**Document passage:**
● ● ● ● ●

Comparing with Clustering Non-relational Data

Latent Dirichlet Allocation (for example)

\(O(n)\)
Collapsed Gibbs sampler
- Parameters can be integrated out

Mixed membership SBM

\(O(n^2)\) because of the dimensions of \(\boldsymbol{Z} (n\times{}n\times{}K)\)
Collapsed Gibbs sampler?
- \(\boldsymbol{C}\) and \(\boldsymbol{D}\) can be integrated out
- Statistically simpler, computationally (much) less efficient

Going Back to the Basics?

Hard: \(\boldsymbol{Z}_p\) is the membership
Soft: \(\boldsymbol{\theta}_p\) is the mixed membership
- \(\boldsymbol{Z}\) could be integrated out
- Inefficient without data augmentation

Some Modifications

To the model

Assortative mixed membership SBM: Gopalan et al. (2012)
- Connectivity high within and low between groups
- Number of parameters in \(\boldsymbol{C}\) reduced from \(K^2\) to \(K+1\)

● ● ● ● ●

**Object point labels:**

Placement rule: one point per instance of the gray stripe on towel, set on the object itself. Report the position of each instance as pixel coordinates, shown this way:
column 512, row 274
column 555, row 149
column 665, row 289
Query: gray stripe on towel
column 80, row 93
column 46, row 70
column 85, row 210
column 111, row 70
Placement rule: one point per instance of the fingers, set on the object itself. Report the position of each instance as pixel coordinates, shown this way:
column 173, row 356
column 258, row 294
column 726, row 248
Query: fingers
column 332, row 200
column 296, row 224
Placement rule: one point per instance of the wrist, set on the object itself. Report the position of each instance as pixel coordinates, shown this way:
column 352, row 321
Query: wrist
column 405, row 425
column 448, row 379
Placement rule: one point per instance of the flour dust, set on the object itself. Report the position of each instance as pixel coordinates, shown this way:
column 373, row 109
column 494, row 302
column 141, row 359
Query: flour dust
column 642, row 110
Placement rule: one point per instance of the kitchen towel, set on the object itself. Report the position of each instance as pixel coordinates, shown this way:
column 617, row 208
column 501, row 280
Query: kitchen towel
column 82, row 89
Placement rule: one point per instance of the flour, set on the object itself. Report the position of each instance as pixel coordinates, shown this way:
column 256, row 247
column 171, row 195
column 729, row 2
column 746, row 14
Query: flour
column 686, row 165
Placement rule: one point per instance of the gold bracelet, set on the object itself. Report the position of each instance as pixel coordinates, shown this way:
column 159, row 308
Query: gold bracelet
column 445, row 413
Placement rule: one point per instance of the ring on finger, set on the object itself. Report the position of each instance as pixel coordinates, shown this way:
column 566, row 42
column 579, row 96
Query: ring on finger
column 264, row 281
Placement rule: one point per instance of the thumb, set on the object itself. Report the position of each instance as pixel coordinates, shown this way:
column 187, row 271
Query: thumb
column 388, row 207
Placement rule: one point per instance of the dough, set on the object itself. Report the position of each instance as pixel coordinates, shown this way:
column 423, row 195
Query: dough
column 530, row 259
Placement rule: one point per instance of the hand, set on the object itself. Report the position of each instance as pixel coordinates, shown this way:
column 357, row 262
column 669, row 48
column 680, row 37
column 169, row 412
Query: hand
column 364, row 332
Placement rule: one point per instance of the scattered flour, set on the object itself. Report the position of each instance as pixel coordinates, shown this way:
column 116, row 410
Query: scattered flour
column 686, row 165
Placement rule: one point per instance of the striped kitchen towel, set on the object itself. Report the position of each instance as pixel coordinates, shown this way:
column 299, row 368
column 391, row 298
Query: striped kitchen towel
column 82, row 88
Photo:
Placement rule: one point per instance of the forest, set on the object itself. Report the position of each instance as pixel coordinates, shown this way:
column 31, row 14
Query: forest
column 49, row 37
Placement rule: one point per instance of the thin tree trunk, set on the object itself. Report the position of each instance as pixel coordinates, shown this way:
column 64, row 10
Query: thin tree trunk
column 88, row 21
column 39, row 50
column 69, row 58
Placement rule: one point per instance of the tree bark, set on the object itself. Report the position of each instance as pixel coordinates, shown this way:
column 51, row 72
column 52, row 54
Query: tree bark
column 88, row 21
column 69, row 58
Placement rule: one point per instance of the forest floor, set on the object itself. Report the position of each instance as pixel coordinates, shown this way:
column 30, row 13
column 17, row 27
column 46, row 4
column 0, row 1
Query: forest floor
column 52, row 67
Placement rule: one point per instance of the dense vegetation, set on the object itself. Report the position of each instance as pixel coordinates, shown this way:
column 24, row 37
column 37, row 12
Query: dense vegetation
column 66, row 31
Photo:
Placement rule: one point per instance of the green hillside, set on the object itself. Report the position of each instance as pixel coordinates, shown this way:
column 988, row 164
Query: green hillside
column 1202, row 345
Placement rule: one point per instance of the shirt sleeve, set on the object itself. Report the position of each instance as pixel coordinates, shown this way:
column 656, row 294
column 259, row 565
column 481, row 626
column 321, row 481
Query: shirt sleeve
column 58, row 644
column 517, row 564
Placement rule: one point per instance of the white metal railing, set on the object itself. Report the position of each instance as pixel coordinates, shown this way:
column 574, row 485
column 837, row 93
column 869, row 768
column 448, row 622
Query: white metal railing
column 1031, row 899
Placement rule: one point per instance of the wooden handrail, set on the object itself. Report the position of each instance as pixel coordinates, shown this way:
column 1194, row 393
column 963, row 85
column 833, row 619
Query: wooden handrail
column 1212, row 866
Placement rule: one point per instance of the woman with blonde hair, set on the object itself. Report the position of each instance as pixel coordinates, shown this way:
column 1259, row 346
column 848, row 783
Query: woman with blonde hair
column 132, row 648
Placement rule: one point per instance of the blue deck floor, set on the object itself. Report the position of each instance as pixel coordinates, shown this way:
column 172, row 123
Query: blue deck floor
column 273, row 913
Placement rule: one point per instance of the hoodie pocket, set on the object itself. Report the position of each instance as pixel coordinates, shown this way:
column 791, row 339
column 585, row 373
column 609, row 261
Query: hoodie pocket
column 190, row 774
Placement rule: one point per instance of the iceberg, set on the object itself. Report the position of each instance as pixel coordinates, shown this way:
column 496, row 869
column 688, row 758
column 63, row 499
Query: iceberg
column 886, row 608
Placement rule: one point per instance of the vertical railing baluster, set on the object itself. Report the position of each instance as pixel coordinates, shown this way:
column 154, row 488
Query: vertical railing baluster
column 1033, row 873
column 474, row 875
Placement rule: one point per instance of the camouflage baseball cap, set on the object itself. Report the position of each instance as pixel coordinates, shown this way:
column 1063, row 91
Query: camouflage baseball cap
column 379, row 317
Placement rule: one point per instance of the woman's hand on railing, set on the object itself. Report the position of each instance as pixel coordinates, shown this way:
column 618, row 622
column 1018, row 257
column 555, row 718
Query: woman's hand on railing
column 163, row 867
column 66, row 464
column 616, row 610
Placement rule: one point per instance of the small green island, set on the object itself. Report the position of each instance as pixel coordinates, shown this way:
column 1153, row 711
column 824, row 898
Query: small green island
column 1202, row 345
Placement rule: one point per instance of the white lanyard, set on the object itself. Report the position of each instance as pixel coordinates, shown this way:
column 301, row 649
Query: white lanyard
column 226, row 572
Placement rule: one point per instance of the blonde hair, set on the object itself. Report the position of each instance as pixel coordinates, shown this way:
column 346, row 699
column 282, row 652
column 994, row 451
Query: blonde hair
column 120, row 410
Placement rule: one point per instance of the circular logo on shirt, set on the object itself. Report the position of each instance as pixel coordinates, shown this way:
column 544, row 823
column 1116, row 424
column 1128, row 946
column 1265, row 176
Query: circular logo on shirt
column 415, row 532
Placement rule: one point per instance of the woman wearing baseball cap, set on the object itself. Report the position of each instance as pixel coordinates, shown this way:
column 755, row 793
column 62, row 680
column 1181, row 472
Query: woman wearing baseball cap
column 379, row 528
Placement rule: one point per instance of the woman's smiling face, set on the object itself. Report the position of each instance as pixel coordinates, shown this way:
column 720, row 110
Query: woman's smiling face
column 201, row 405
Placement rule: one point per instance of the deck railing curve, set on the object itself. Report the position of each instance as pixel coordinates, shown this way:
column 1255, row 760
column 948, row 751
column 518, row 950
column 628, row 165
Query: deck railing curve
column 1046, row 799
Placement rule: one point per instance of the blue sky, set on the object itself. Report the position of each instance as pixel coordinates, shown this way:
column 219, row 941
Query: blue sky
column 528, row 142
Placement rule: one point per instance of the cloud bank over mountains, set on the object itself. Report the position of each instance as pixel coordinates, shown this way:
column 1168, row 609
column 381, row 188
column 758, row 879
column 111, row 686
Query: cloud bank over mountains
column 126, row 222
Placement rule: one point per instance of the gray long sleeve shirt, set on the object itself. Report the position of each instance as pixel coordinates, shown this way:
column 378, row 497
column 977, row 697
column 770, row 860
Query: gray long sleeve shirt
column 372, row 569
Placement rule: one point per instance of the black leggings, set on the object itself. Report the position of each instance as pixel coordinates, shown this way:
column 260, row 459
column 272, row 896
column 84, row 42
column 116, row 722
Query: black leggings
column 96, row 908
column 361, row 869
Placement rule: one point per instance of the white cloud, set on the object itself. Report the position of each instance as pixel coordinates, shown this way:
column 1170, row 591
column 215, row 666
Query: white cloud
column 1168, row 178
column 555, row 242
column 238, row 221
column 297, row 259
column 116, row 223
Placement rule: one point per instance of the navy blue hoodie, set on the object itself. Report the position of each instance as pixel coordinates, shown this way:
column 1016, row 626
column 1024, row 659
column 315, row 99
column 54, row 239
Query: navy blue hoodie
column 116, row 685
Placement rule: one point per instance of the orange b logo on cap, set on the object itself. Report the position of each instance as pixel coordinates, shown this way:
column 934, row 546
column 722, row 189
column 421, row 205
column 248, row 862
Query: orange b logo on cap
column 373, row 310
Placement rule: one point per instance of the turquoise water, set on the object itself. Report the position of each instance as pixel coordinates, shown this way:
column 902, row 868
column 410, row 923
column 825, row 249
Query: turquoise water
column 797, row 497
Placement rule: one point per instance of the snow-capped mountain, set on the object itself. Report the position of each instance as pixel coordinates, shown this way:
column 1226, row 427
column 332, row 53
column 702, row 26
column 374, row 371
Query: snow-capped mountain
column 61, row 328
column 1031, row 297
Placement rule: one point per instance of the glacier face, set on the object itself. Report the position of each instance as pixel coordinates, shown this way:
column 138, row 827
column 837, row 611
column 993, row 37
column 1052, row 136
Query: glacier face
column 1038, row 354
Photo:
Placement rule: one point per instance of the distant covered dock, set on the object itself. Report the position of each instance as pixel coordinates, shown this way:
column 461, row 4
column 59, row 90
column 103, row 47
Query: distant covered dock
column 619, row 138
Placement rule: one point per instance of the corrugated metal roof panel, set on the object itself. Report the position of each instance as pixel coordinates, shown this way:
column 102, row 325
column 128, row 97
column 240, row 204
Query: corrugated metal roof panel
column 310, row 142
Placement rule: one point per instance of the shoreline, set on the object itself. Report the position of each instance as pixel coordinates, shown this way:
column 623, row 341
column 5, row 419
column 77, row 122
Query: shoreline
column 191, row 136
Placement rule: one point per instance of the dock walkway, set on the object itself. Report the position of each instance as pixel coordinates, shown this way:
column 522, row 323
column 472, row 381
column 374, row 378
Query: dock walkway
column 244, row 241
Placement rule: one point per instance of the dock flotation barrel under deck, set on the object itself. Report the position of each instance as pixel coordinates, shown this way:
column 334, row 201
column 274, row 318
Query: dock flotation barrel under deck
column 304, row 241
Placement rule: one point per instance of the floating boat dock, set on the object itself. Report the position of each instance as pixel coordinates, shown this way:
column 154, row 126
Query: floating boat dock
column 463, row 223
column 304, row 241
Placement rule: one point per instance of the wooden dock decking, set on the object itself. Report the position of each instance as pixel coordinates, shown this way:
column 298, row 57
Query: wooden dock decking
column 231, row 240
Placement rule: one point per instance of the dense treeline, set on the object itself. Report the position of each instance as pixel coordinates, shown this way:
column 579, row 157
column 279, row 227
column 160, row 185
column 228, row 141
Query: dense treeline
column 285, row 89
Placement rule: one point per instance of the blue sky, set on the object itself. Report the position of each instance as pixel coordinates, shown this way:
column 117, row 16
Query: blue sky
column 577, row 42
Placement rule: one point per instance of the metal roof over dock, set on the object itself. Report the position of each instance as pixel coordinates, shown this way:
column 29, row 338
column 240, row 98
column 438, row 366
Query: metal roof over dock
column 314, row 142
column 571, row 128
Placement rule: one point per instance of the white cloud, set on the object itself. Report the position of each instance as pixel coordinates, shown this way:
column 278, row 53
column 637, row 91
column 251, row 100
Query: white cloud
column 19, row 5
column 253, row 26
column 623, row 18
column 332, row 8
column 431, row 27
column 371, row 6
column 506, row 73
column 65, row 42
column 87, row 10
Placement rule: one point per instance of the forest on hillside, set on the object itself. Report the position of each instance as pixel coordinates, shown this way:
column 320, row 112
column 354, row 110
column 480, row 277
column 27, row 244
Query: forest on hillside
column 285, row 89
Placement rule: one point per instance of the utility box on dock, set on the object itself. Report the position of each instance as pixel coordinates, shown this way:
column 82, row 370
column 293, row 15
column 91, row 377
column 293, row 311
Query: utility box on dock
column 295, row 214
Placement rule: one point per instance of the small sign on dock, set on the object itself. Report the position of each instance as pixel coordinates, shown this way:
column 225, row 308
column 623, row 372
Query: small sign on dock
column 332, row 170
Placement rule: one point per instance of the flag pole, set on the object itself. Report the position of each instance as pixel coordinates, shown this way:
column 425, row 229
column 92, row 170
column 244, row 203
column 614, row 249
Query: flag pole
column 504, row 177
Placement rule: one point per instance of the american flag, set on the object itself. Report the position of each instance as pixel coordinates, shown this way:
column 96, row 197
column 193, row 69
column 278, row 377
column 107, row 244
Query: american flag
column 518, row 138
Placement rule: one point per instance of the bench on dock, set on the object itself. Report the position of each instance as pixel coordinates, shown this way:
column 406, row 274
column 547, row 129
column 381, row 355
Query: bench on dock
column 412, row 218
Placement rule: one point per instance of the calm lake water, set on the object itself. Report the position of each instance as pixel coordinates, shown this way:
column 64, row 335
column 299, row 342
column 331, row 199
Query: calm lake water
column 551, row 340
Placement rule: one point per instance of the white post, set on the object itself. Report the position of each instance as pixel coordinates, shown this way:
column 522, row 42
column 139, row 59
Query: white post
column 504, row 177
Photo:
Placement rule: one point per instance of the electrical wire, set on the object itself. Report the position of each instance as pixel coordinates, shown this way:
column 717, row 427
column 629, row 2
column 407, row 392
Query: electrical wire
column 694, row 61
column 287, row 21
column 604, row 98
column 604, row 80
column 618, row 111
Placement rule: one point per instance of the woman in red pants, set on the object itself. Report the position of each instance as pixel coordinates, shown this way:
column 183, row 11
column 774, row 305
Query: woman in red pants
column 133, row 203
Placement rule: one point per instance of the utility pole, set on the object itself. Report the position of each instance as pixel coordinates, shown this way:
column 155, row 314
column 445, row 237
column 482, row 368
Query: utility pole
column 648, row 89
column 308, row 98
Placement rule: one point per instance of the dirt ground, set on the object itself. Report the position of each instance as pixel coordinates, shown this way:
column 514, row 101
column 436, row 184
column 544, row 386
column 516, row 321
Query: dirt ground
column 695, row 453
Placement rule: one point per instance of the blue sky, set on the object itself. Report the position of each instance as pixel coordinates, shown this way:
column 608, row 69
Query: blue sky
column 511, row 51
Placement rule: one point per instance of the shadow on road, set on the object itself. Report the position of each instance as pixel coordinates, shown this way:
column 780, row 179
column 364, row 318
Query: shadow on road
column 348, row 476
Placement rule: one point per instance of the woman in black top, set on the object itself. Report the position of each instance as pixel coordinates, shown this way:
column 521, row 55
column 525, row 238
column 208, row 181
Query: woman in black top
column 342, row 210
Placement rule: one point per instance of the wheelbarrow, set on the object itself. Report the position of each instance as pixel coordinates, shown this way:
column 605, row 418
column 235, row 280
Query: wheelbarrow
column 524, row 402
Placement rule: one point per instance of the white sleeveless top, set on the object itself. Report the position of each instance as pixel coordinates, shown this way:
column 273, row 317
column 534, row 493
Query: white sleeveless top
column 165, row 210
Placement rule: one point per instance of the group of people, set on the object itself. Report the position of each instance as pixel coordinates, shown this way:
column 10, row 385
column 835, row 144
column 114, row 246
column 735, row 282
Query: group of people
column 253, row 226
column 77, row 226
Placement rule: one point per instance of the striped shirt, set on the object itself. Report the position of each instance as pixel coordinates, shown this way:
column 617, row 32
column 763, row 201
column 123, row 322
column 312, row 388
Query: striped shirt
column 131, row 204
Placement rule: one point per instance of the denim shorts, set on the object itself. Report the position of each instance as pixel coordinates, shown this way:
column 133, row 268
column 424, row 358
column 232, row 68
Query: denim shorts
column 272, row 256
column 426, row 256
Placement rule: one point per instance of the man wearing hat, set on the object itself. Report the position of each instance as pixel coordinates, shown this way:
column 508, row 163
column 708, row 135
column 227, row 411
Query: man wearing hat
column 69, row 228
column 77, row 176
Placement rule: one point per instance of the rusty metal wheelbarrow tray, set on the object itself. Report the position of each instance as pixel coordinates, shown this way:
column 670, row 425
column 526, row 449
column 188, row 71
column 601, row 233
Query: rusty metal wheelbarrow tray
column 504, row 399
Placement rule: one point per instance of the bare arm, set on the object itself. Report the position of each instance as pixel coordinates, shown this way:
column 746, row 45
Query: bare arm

● ● ● ● ●

**What to do:**
A) According to the passage on mixed membership SBM, what is the computational order of the mixed membership SBM, and why?
B) Say whether each statement agrees with the passage on mixed membership SBM, answering yes or no and quoting the deciding words: (i) Integrating parameters out of the mixed membership SBM makes it computationally much more efficient. (ii) The assortative mixed membership SBM has connectivity that is high within groups and low between them. (iii) Integrating Z out is inefficient without data augmentation.
C) Continue the passage on mixed membership SBM from where it stops.

**The responses:**
A) It is O(n²), because of the dimensions of Z (n × n × K).

B)
(i) No: "Statistically simpler, computationally (much) less efficient"
(ii) Yes: "Connectivity high within and low between groups"
(iii) Yes: "Inefficient without data augmentation"

C)
For directed acyclic graph: Lee and Wilkinson (2018)
- An extra parameter as the topological order of the nodes
- Number of latent variables halved compared to the original version for directed graphs

To the MCMC algorithm

Stochastic Gradient MCMC: Li, Ahn and Welling (2016)
- Sub-sampling a graph

3. Back to Hard Clustering

Poisson Approximation

Previously (Bernoulli SBM)

\(\boldsymbol{Y}_{pq}|\boldsymbol{Z},\boldsymbol{C}\sim\text{Bernoulli}(\boldsymbol{Z}_p^T\boldsymbol{C}\boldsymbol{Z}_q)\)
\(\boldsymbol{Z}_p\) is the membership and cannot be integrated out

Karrer and Newman(2011); Peixoto (2018)

\(\boldsymbol{Y}_{pq}|\boldsymbol{Z},\boldsymbol{C}\sim\text{Poisson}(\boldsymbol{Z}_p^T\boldsymbol{C}\boldsymbol{Z}_q)\)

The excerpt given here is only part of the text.